### Tarea escrita
Cuenta las líneas de los registros que contienen la cadena "shirt", teniendo en cuenta las mayúsculas y minúsculas. Responde solo con el número.

### Registros proporcionados

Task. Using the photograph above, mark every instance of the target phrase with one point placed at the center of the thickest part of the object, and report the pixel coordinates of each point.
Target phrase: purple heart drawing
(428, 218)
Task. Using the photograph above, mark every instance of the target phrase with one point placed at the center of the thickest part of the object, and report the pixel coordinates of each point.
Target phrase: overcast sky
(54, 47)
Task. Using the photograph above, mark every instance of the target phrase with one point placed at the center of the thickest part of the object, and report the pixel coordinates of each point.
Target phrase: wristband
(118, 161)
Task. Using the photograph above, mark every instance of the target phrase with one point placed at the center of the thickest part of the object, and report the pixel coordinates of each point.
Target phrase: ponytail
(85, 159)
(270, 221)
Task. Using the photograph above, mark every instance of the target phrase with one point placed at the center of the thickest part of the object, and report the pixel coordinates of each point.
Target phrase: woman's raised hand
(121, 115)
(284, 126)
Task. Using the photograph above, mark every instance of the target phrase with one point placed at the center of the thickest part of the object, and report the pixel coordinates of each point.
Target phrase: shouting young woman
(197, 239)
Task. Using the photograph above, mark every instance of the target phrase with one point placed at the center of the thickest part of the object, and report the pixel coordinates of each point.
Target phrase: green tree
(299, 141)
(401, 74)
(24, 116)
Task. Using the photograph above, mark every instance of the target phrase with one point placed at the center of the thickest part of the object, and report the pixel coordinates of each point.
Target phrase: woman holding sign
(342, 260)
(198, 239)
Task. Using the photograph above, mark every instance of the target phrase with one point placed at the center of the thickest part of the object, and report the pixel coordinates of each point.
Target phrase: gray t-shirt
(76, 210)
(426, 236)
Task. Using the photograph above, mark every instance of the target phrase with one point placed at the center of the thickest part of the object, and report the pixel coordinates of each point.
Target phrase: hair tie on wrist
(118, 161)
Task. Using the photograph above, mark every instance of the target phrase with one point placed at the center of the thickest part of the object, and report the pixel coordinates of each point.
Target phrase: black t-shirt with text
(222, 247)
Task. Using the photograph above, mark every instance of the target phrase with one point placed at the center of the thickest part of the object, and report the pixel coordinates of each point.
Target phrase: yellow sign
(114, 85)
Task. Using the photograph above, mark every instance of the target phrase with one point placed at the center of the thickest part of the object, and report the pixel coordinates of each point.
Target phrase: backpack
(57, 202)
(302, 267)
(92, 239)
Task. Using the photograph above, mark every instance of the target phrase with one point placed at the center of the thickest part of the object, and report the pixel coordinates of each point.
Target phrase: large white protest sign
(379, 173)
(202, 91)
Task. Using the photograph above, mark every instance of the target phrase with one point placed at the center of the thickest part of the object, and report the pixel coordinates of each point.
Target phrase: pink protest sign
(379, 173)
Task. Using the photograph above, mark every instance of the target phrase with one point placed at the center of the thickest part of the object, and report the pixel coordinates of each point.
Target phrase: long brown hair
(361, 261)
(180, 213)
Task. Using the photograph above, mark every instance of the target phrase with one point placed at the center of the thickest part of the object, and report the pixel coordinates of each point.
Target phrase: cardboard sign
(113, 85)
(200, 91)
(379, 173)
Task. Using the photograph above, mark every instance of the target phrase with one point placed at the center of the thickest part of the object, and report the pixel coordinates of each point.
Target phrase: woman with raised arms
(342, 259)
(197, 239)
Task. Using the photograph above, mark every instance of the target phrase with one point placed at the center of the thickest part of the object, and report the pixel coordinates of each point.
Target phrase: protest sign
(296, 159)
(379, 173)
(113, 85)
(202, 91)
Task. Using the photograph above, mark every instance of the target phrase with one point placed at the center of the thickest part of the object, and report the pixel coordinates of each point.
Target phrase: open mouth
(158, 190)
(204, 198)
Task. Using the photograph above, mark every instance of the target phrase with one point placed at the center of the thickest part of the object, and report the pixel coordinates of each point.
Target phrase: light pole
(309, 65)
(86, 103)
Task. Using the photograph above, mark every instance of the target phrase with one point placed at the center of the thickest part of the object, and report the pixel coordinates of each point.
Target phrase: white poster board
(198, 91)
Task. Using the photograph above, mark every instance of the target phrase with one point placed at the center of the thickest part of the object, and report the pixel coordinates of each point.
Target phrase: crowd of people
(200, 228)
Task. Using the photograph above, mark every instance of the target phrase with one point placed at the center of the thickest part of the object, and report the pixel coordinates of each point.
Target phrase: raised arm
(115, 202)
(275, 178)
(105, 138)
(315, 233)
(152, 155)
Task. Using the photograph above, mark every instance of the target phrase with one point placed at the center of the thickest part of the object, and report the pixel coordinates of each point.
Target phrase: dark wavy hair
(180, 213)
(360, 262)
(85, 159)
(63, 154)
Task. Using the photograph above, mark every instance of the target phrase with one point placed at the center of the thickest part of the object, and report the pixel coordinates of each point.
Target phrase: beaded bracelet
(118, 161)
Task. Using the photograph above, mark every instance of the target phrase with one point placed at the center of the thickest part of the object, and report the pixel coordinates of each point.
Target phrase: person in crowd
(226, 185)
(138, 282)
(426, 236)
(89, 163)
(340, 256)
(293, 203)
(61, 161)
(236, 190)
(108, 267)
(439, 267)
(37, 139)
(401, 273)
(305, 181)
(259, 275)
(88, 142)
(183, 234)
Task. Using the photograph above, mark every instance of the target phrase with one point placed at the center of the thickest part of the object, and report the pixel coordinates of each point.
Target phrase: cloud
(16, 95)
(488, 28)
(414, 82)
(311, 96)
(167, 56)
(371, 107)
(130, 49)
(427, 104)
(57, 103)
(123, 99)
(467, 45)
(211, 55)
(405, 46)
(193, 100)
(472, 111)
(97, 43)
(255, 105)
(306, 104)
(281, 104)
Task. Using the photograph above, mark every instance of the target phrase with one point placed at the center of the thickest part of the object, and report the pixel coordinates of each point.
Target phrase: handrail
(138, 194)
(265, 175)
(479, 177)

### Resultado
2